## START
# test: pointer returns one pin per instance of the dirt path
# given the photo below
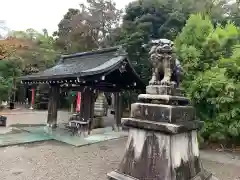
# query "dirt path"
(51, 161)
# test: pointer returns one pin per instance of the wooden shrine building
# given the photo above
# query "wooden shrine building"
(107, 70)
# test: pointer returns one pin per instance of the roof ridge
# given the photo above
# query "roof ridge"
(98, 51)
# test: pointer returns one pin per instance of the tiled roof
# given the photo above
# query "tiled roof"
(81, 64)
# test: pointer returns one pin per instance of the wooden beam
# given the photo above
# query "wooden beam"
(53, 106)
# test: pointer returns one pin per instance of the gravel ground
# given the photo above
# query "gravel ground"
(55, 161)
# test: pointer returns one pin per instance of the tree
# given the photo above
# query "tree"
(210, 59)
(38, 51)
(88, 27)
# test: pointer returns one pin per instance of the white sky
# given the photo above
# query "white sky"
(39, 14)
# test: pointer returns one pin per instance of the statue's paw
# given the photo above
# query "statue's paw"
(165, 82)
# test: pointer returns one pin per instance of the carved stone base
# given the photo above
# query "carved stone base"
(114, 175)
(157, 156)
(163, 90)
(162, 142)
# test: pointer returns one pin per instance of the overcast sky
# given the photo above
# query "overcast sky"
(39, 14)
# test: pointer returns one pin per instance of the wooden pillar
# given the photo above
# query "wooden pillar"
(32, 98)
(82, 104)
(92, 102)
(87, 102)
(117, 108)
(53, 106)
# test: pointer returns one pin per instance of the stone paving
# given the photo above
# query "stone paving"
(52, 160)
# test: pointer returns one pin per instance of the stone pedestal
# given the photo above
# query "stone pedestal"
(162, 142)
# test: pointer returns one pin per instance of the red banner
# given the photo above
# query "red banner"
(78, 106)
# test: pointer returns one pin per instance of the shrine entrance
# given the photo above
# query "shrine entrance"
(106, 70)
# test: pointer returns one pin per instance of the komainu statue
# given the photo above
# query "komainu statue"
(165, 69)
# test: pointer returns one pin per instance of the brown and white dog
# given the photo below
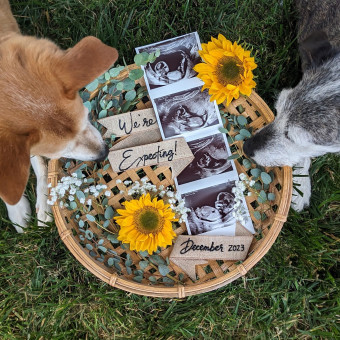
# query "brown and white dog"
(41, 112)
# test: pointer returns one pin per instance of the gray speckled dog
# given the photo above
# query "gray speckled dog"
(308, 116)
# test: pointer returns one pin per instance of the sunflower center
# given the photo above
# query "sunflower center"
(229, 70)
(148, 220)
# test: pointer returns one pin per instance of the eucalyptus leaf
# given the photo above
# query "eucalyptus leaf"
(271, 196)
(242, 120)
(255, 172)
(109, 212)
(163, 269)
(89, 246)
(89, 234)
(90, 218)
(152, 279)
(239, 137)
(138, 278)
(92, 86)
(130, 95)
(120, 86)
(136, 74)
(114, 72)
(266, 179)
(257, 215)
(262, 197)
(73, 205)
(128, 84)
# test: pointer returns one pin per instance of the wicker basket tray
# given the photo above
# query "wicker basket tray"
(211, 276)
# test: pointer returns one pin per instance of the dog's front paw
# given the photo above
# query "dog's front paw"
(44, 212)
(19, 214)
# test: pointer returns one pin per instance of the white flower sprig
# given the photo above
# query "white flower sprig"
(137, 189)
(74, 189)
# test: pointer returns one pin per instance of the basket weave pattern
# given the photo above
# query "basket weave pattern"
(210, 276)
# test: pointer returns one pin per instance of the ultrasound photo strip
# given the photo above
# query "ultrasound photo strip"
(210, 166)
(177, 58)
(186, 113)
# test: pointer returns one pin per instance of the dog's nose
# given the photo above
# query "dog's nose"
(247, 148)
(103, 154)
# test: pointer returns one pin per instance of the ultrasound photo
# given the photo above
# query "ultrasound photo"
(185, 111)
(176, 61)
(211, 155)
(210, 209)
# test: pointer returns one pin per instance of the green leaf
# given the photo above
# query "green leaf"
(163, 269)
(138, 278)
(258, 186)
(114, 72)
(152, 279)
(141, 58)
(89, 246)
(80, 194)
(136, 74)
(262, 197)
(271, 196)
(90, 218)
(242, 120)
(128, 84)
(255, 172)
(89, 234)
(143, 264)
(73, 205)
(245, 133)
(266, 179)
(246, 163)
(109, 212)
(120, 86)
(92, 86)
(130, 95)
(235, 156)
(223, 130)
(257, 215)
(239, 137)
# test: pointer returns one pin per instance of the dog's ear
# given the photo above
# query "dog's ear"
(15, 165)
(316, 49)
(83, 63)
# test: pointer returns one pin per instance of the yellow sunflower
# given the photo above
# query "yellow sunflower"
(227, 70)
(146, 224)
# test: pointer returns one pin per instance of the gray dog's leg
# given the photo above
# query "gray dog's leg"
(303, 184)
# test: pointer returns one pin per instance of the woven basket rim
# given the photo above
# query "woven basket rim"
(181, 291)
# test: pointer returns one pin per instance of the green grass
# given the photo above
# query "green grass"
(293, 293)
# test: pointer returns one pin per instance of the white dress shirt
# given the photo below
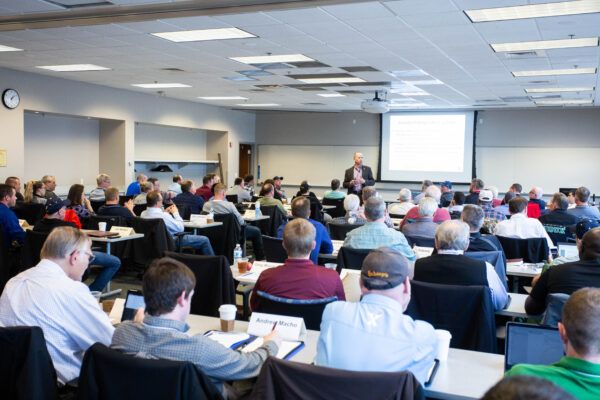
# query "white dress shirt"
(69, 315)
(521, 227)
(173, 222)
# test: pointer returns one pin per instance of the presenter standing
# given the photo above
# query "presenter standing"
(358, 176)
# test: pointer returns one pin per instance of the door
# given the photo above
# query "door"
(245, 167)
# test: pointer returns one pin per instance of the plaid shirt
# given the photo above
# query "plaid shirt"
(168, 339)
(490, 213)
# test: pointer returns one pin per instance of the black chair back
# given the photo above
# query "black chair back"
(32, 247)
(351, 258)
(214, 282)
(532, 250)
(311, 311)
(26, 369)
(274, 251)
(466, 311)
(108, 374)
(232, 198)
(336, 212)
(420, 241)
(339, 231)
(30, 212)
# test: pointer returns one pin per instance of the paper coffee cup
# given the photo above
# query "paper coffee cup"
(227, 315)
(443, 338)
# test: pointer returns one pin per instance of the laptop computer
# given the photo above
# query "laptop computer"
(531, 344)
(134, 300)
(567, 249)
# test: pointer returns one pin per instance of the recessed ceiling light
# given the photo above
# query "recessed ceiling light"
(258, 105)
(204, 34)
(545, 44)
(283, 58)
(330, 95)
(8, 48)
(557, 90)
(570, 71)
(345, 79)
(74, 67)
(160, 85)
(563, 102)
(223, 98)
(534, 11)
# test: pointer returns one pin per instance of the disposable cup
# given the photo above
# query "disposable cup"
(443, 338)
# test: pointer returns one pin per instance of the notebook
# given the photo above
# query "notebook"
(531, 344)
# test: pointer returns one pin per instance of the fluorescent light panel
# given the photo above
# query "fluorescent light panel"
(74, 68)
(160, 85)
(570, 71)
(345, 79)
(545, 44)
(534, 11)
(558, 90)
(330, 95)
(204, 34)
(223, 98)
(8, 48)
(282, 58)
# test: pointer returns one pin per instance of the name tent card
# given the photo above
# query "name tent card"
(289, 328)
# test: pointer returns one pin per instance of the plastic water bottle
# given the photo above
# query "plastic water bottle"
(257, 212)
(237, 253)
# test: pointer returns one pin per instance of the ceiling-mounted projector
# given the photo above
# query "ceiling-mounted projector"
(376, 105)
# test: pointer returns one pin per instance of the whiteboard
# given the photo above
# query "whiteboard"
(549, 168)
(316, 164)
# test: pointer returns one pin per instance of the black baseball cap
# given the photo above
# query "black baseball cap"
(384, 268)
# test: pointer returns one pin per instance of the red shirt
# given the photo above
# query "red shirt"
(298, 279)
(204, 192)
(440, 215)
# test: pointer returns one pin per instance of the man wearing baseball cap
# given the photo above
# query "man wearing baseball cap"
(374, 334)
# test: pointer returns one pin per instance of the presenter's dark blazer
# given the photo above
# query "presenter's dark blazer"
(367, 176)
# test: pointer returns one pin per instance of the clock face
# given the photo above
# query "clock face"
(10, 98)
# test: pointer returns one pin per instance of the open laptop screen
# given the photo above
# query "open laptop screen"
(531, 344)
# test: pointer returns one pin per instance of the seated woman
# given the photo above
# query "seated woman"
(35, 192)
(351, 205)
(78, 202)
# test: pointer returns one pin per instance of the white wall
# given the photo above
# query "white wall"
(61, 96)
(62, 146)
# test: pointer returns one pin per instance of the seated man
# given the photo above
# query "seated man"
(51, 296)
(55, 214)
(298, 277)
(375, 233)
(472, 215)
(301, 209)
(374, 334)
(174, 223)
(582, 209)
(239, 190)
(188, 198)
(579, 371)
(13, 233)
(423, 226)
(568, 277)
(134, 188)
(267, 193)
(219, 205)
(103, 182)
(335, 193)
(168, 286)
(519, 226)
(112, 208)
(440, 215)
(450, 266)
(405, 197)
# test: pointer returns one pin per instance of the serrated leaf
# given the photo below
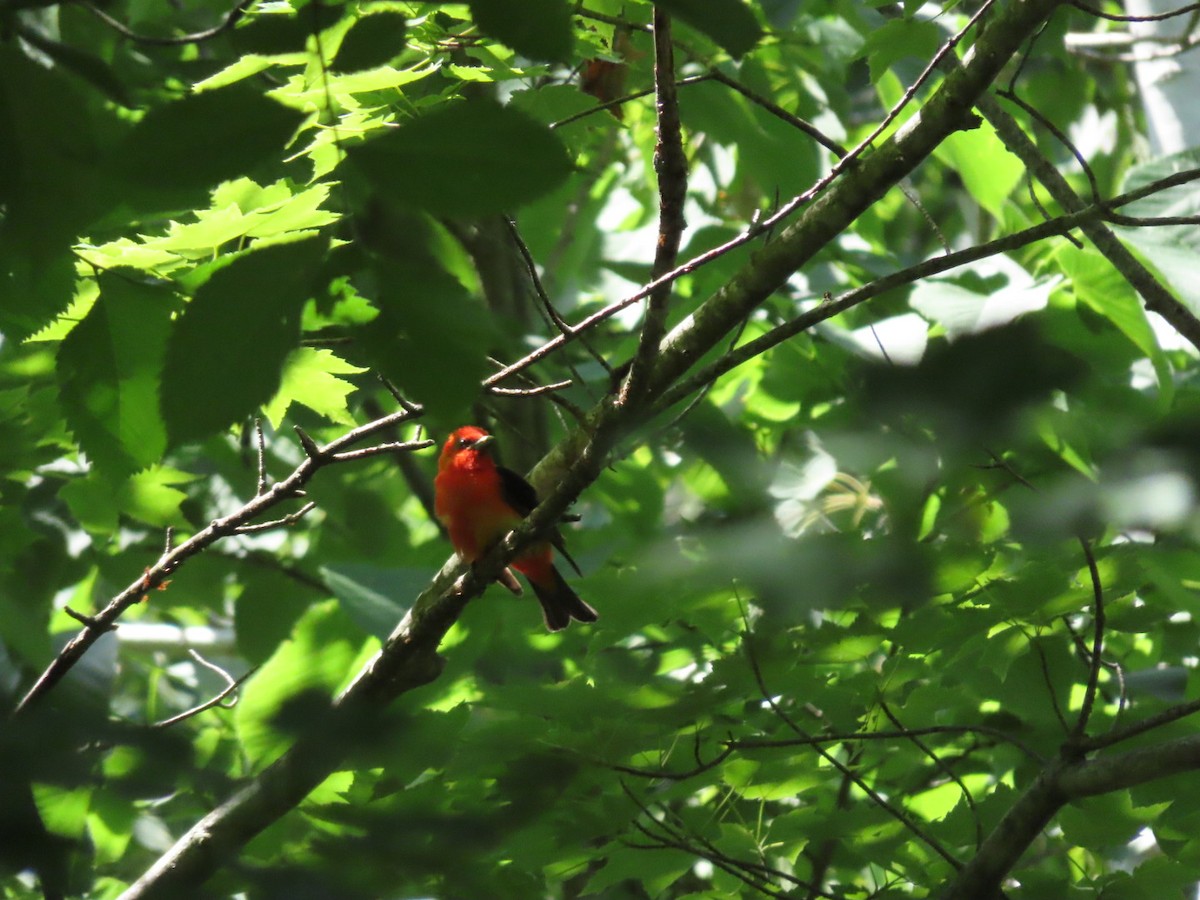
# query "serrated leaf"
(899, 39)
(372, 41)
(431, 339)
(108, 370)
(310, 378)
(199, 141)
(730, 23)
(226, 353)
(538, 29)
(988, 171)
(317, 658)
(471, 159)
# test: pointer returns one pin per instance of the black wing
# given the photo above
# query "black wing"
(516, 491)
(521, 496)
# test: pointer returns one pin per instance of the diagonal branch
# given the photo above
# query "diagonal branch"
(947, 111)
(174, 557)
(407, 660)
(1156, 297)
(671, 167)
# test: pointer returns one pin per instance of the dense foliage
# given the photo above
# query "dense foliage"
(886, 478)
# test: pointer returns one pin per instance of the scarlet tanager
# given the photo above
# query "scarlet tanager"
(479, 502)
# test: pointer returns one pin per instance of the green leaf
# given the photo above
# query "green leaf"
(190, 145)
(373, 40)
(988, 171)
(226, 353)
(430, 337)
(1105, 291)
(108, 372)
(316, 660)
(310, 378)
(963, 311)
(471, 159)
(730, 23)
(373, 597)
(1170, 249)
(899, 39)
(48, 189)
(538, 29)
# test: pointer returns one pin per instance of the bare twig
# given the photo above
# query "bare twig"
(881, 802)
(232, 18)
(547, 306)
(156, 575)
(1153, 293)
(283, 521)
(262, 457)
(1116, 17)
(834, 306)
(671, 167)
(1098, 622)
(779, 112)
(940, 765)
(537, 391)
(232, 684)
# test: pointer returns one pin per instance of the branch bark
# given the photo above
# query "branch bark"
(1056, 785)
(408, 657)
(949, 109)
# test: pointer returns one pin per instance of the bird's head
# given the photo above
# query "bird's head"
(466, 445)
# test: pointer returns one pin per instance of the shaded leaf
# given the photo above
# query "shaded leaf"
(538, 29)
(186, 147)
(465, 160)
(730, 23)
(226, 352)
(108, 373)
(372, 41)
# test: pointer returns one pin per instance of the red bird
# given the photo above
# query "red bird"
(480, 502)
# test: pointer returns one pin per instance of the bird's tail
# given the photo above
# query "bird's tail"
(559, 603)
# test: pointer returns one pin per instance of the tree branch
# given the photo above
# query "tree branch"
(1156, 297)
(671, 167)
(947, 111)
(408, 659)
(174, 557)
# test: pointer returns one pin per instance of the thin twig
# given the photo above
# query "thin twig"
(941, 767)
(779, 112)
(537, 391)
(156, 575)
(289, 520)
(1098, 622)
(882, 803)
(547, 306)
(671, 168)
(232, 18)
(232, 684)
(1060, 136)
(936, 265)
(1117, 17)
(262, 457)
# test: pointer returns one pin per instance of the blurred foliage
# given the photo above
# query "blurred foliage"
(874, 526)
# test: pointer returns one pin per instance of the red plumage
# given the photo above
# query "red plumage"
(479, 502)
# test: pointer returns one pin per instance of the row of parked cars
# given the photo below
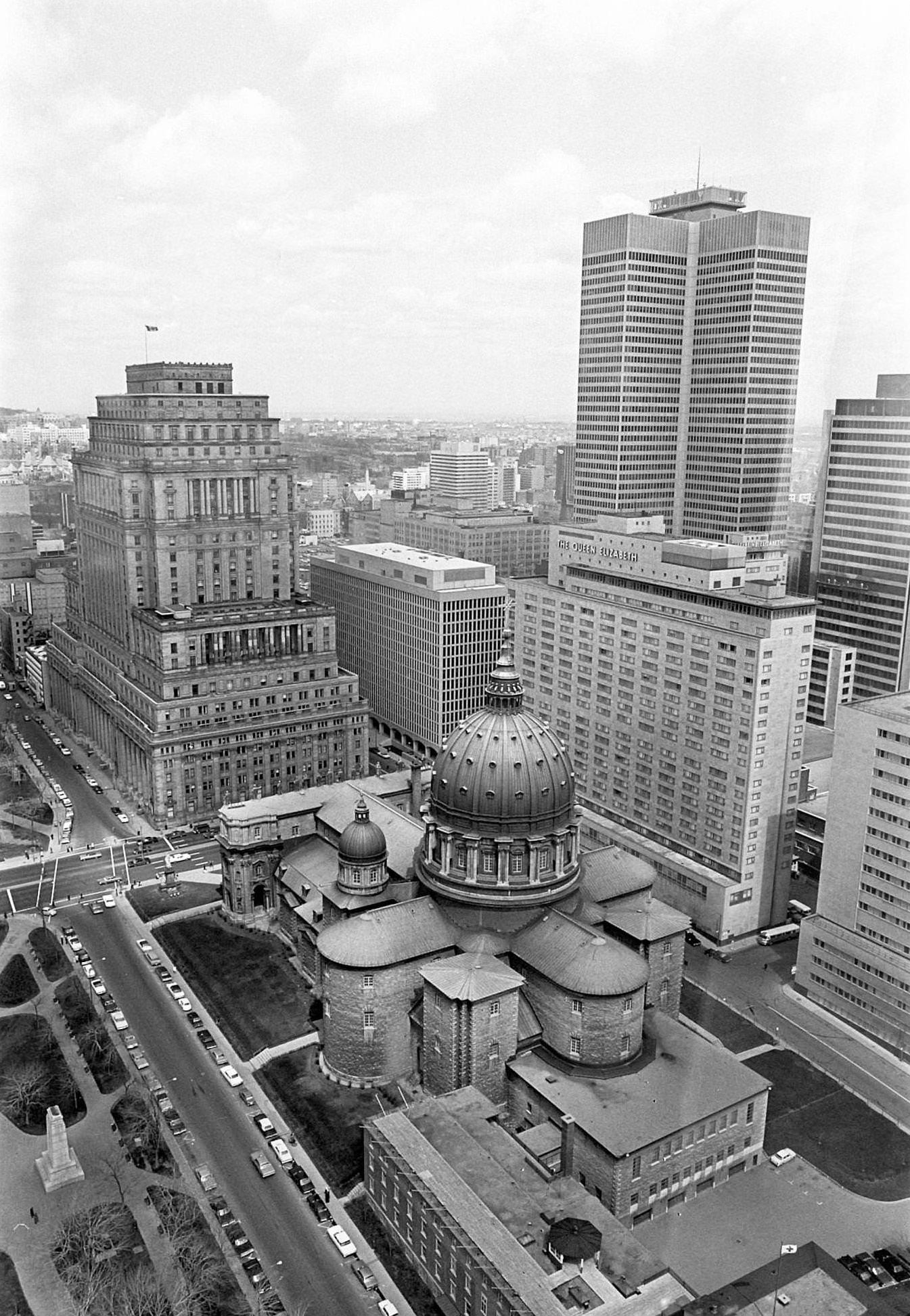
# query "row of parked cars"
(279, 1148)
(315, 1202)
(95, 982)
(880, 1269)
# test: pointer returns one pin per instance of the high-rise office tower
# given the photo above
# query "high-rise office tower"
(462, 474)
(421, 631)
(689, 349)
(677, 673)
(186, 660)
(862, 549)
(855, 952)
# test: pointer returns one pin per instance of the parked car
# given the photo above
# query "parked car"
(262, 1164)
(365, 1274)
(319, 1208)
(206, 1178)
(302, 1178)
(341, 1242)
(281, 1150)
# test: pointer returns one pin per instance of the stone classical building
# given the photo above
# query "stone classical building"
(480, 947)
(186, 660)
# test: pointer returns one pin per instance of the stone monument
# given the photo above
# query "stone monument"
(58, 1164)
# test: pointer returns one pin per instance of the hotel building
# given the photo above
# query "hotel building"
(186, 662)
(689, 350)
(862, 550)
(855, 952)
(421, 632)
(677, 675)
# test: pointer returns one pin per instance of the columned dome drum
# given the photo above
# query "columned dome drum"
(501, 823)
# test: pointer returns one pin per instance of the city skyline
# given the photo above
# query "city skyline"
(380, 210)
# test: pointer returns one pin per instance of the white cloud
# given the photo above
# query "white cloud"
(241, 143)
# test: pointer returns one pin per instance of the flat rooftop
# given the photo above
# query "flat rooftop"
(683, 1079)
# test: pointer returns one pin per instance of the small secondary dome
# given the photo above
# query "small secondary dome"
(362, 841)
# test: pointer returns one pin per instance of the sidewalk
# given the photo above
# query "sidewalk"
(299, 1152)
(93, 1141)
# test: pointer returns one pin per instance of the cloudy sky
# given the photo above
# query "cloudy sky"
(376, 207)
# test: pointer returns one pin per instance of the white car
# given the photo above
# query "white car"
(262, 1164)
(281, 1152)
(341, 1242)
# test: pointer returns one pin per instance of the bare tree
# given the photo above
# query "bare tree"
(116, 1165)
(141, 1292)
(24, 1091)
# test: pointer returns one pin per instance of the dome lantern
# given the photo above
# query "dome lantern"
(362, 853)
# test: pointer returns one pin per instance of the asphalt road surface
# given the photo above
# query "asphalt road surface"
(298, 1257)
(65, 878)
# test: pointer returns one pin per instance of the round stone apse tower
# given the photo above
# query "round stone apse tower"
(501, 828)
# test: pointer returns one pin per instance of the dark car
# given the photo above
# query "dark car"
(319, 1208)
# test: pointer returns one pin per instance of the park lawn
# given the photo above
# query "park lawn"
(18, 982)
(735, 1032)
(50, 957)
(153, 902)
(326, 1118)
(244, 980)
(28, 1045)
(12, 1299)
(91, 1035)
(833, 1129)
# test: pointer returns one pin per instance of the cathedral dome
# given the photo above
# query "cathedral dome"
(362, 841)
(501, 825)
(503, 770)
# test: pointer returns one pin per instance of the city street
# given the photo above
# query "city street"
(65, 878)
(299, 1258)
(767, 998)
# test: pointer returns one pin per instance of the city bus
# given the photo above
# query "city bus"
(784, 933)
(796, 909)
## END
Please print everything from the line containing "the city bus" down to the last line of the items, both ends included, with nothing changed.

Reply to the exercise:
# test: pointer returns one pin per instance of the city bus
# given the photo above
# query "city bus"
(784, 933)
(796, 909)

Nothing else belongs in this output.